> **Entries**:
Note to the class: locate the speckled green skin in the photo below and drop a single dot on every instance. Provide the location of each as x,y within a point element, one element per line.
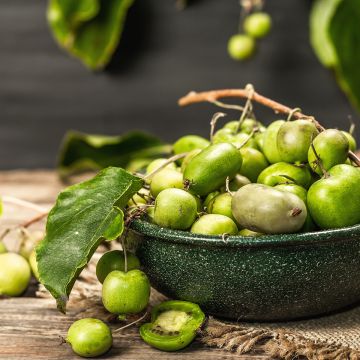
<point>208,170</point>
<point>89,337</point>
<point>273,175</point>
<point>266,278</point>
<point>335,201</point>
<point>254,162</point>
<point>332,146</point>
<point>126,293</point>
<point>190,142</point>
<point>269,147</point>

> **Required task**: Convert the lines above into a numbered list, skipping any blank lines and leaving out the picture.

> **Worked answer**:
1. Note to the class: locate the speckled green skin in the photo below and drop a single dot on every instance. Provide the location of each as x,y within a point element, one element per line.
2. <point>208,170</point>
3. <point>89,337</point>
4. <point>273,175</point>
5. <point>266,278</point>
6. <point>335,201</point>
7. <point>254,162</point>
8. <point>332,146</point>
9. <point>126,293</point>
10. <point>190,142</point>
11. <point>269,147</point>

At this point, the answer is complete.